BEGIN RECORDS PROVIDED

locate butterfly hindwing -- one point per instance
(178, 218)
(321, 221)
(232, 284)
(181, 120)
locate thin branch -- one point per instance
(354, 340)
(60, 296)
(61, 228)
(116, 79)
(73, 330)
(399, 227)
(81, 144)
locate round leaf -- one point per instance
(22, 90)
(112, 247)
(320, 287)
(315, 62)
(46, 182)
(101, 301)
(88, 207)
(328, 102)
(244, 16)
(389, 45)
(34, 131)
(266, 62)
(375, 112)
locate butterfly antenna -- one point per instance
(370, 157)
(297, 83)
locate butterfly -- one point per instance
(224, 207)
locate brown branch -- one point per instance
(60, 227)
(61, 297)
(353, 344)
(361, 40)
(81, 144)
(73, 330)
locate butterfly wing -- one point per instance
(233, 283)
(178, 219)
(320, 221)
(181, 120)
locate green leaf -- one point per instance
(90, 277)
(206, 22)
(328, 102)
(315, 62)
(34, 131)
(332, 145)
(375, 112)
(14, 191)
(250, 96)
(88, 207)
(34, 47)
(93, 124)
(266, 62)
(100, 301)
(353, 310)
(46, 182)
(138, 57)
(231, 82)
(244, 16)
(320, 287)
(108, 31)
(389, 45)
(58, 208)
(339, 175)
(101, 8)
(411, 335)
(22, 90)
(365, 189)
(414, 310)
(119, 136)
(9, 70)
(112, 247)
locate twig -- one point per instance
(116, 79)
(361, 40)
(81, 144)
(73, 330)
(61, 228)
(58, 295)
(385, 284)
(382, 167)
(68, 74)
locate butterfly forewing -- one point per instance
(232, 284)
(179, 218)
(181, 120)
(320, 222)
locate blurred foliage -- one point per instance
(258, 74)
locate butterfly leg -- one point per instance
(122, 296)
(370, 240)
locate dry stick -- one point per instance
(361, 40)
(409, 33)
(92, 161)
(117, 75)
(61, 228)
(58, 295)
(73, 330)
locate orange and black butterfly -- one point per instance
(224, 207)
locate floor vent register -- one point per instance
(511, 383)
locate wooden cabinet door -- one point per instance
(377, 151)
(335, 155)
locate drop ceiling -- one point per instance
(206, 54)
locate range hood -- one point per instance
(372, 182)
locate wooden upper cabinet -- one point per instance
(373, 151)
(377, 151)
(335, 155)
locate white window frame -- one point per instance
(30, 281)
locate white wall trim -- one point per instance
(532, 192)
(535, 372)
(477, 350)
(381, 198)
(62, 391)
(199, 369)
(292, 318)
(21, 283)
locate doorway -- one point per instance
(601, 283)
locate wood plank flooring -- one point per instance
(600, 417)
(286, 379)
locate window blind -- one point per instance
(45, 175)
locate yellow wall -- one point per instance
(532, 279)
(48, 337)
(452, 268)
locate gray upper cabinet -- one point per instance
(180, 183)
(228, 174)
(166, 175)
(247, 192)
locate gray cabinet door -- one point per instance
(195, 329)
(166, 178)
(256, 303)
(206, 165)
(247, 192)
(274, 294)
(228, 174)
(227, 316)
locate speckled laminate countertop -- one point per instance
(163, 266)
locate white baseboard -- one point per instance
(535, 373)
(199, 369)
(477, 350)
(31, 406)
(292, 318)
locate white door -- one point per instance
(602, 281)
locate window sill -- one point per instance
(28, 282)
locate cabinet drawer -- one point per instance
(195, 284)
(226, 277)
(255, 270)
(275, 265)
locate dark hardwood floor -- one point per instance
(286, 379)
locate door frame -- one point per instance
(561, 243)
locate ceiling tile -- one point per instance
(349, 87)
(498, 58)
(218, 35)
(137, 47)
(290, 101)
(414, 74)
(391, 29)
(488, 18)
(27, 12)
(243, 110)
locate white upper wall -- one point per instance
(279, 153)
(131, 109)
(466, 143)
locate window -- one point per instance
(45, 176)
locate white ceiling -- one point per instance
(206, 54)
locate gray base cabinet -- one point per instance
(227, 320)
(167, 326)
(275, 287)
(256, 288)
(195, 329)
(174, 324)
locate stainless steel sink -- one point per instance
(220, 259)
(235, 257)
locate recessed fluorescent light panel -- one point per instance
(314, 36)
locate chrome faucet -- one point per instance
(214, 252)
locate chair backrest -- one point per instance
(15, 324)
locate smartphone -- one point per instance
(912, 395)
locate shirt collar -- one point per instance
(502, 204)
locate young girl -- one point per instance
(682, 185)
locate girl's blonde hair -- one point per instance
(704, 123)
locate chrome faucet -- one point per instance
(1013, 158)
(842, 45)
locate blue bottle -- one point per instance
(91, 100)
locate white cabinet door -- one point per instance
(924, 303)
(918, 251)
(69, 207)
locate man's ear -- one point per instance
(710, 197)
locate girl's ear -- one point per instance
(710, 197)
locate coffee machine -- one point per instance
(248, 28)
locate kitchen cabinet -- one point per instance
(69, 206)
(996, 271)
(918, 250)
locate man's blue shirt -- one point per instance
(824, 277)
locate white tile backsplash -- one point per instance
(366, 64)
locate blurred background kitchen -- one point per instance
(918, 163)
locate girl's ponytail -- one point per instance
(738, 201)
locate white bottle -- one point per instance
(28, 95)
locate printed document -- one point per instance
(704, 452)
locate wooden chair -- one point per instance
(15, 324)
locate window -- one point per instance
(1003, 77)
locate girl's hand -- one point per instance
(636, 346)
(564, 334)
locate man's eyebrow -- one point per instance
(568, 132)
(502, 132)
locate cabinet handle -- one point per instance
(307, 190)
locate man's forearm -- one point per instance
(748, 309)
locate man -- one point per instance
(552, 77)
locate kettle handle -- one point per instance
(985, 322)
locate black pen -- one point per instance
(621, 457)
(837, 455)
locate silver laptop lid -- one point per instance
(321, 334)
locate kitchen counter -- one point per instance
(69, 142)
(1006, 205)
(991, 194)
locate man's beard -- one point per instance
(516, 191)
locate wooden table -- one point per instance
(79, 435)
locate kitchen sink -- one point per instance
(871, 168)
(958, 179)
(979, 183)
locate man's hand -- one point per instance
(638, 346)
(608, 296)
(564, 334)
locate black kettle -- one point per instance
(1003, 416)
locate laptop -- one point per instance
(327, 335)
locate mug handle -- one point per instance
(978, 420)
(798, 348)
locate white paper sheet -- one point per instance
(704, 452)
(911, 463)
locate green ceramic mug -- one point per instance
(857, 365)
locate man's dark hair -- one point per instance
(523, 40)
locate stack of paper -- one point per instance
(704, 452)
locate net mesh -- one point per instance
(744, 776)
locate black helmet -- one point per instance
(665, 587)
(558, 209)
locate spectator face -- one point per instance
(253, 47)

END RECORDS PROVIDED

= INSTRUCTIONS TO FOLLOW =
Set down all of the records shown above once more, exactly.

= RESPONSE TO THIS EXERCISE =
locate butterfly hindwing -- one point per instance
(178, 218)
(321, 221)
(232, 284)
(181, 120)
locate thin branch -- one point per instance
(354, 340)
(60, 296)
(61, 228)
(116, 79)
(73, 330)
(399, 227)
(81, 144)
locate round leaf -- one point per instance
(22, 90)
(112, 247)
(320, 287)
(315, 62)
(46, 182)
(101, 301)
(88, 207)
(328, 102)
(244, 16)
(389, 45)
(34, 131)
(266, 62)
(375, 112)
locate butterfly antenna -- one point per instance
(370, 157)
(297, 83)
locate butterfly -- one point per instance
(224, 207)
locate brown branch -- one point per instance
(60, 227)
(61, 297)
(353, 344)
(361, 40)
(81, 144)
(73, 330)
locate butterfly wing -- one point per instance
(233, 283)
(178, 219)
(320, 221)
(181, 120)
locate green leaf -- one point per instance
(90, 277)
(206, 22)
(328, 102)
(315, 62)
(34, 131)
(332, 145)
(375, 112)
(14, 191)
(250, 96)
(88, 207)
(34, 47)
(93, 124)
(266, 62)
(100, 301)
(353, 310)
(46, 182)
(138, 57)
(231, 82)
(244, 16)
(320, 287)
(108, 31)
(389, 45)
(58, 208)
(339, 175)
(101, 8)
(411, 335)
(22, 90)
(365, 189)
(414, 310)
(119, 136)
(9, 70)
(112, 247)
locate twig -- one point per instance
(116, 79)
(361, 40)
(81, 144)
(73, 330)
(61, 228)
(58, 295)
(385, 284)
(382, 167)
(68, 74)
locate butterfly forewing -- one point per instance
(232, 284)
(179, 218)
(181, 120)
(320, 222)
locate blurred foliage -- one point per instance
(258, 74)
locate butterfly leg -- one point per instance
(122, 296)
(370, 240)
locate dry stick -- one point per instance
(361, 40)
(409, 33)
(92, 161)
(117, 75)
(61, 228)
(58, 295)
(73, 330)
locate orange and black butterfly -- one point per instance
(224, 207)
locate floor vent register -- one point per instance
(511, 383)
locate wooden cabinet door -- one point per instance
(377, 151)
(335, 155)
locate drop ceiling -- one point per instance
(206, 54)
locate range hood -- one point per instance
(372, 182)
locate wooden upper cabinet -- one point per instance
(373, 151)
(377, 151)
(335, 155)
locate white window frame -- one point per instance
(30, 281)
locate white wall trim -- one point per instance
(532, 192)
(535, 372)
(477, 350)
(381, 198)
(62, 391)
(199, 369)
(292, 318)
(21, 283)
locate doorway -- one point per instance
(601, 283)
locate wood plank flooring -- one point per instance
(600, 417)
(286, 379)
locate window blind -- one point per instance
(45, 175)
locate yellow wall -- one point per instance
(532, 279)
(48, 337)
(452, 268)
locate gray upper cabinet -- one point per instance
(180, 183)
(228, 174)
(166, 175)
(247, 192)
locate gray cabinet door -- one point per instance
(195, 329)
(166, 178)
(256, 303)
(206, 165)
(247, 192)
(274, 294)
(228, 174)
(227, 316)
locate speckled laminate countertop -- one point per instance
(163, 266)
locate white baseboard -- one point per instance
(535, 373)
(199, 369)
(477, 350)
(31, 406)
(292, 318)
locate white door -- one point per instance
(602, 281)
locate window sill -- one point per instance
(28, 282)
locate cabinet drawer -- one point per instance
(195, 284)
(226, 277)
(255, 270)
(275, 265)
locate dark hardwood floor -- one point per instance
(286, 379)
locate door frame -- one point per instance
(561, 243)
locate ceiling tile -- one point per instance
(349, 87)
(498, 58)
(218, 35)
(137, 47)
(290, 101)
(414, 74)
(391, 29)
(488, 18)
(27, 12)
(243, 110)
locate white upper wall -- one point per instance
(279, 153)
(131, 109)
(466, 143)
locate window -- one point per instance
(45, 176)
locate white ceiling -- one point per instance
(206, 54)
locate gray base cabinet -- one point per instance
(227, 320)
(167, 326)
(275, 287)
(256, 288)
(195, 329)
(174, 324)
locate stainless steel sink -- one point per instance
(220, 259)
(235, 257)
locate recessed fluorescent light panel -- one point per instance
(314, 36)
locate chrome faucet -- one point per instance
(214, 252)
locate chair backrest -- one point per instance
(15, 324)
locate smartphone -- one point per instance
(912, 395)
locate shirt collar -- one point per instance
(502, 204)
locate young girl -- one point per instance
(682, 185)
locate girl's blonde hair -- one point per instance
(704, 123)
locate chrome faucet -- one point per instance
(1013, 158)
(842, 45)
locate blue bottle -- one point per instance
(91, 100)
locate white cabinet door -- one point per instance
(924, 303)
(918, 251)
(69, 207)
locate man's ear -- one point per instance
(710, 197)
locate girl's ear -- one point per instance
(710, 197)
locate coffee machine -- one point per instance
(248, 28)
locate kitchen cabinet -- one point per instance
(69, 206)
(996, 271)
(918, 250)
locate man's blue shirt -- one point per instance
(824, 277)
locate white tile backsplash -- one point per instance
(366, 64)
locate blurred background kitchen -- one point per instance
(918, 163)
locate girl's ponytail -- one point per instance
(738, 201)
locate white bottle -- one point per instance
(28, 95)
locate printed document -- one point per instance
(704, 452)
locate wooden chair -- one point per instance
(15, 324)
locate window -- one point per instance
(1003, 77)
locate girl's hand -- one point per instance
(636, 346)
(564, 334)
locate man's eyebrow -- one point per instance
(568, 132)
(502, 132)
locate cabinet handle -- one point per instance
(307, 190)
locate man's forearm -- one point per instance
(748, 309)
locate man -- one point per instance
(552, 77)
locate kettle handle -- one point per instance
(985, 322)
locate black pen -- one point per instance
(621, 457)
(837, 455)
locate silver laptop lid -- one point per instance
(321, 334)
locate kitchen counter -- one point per instance
(69, 142)
(1006, 205)
(991, 194)
locate man's beard -- one point per instance
(516, 191)
locate wooden table -- one point per instance
(79, 435)
locate kitchen sink -- one point per instance
(871, 168)
(958, 179)
(979, 183)
locate man's hand -- one point per instance
(638, 346)
(608, 296)
(564, 334)
locate black kettle -- one point per instance
(1003, 416)
locate laptop -- one point per instance
(327, 335)
locate mug handle -- one point per instance
(978, 420)
(798, 348)
locate white paper sheet -- one point per instance
(704, 452)
(911, 463)
locate green ceramic mug -- one point per instance
(857, 365)
locate man's dark hair -- one point per instance
(523, 40)
locate stack of paper -- one point per instance
(704, 452)
locate net mesh -- one point per instance
(744, 776)
locate black helmet -- one point per instance
(665, 587)
(558, 209)
locate spectator face -- one point per instance
(253, 47)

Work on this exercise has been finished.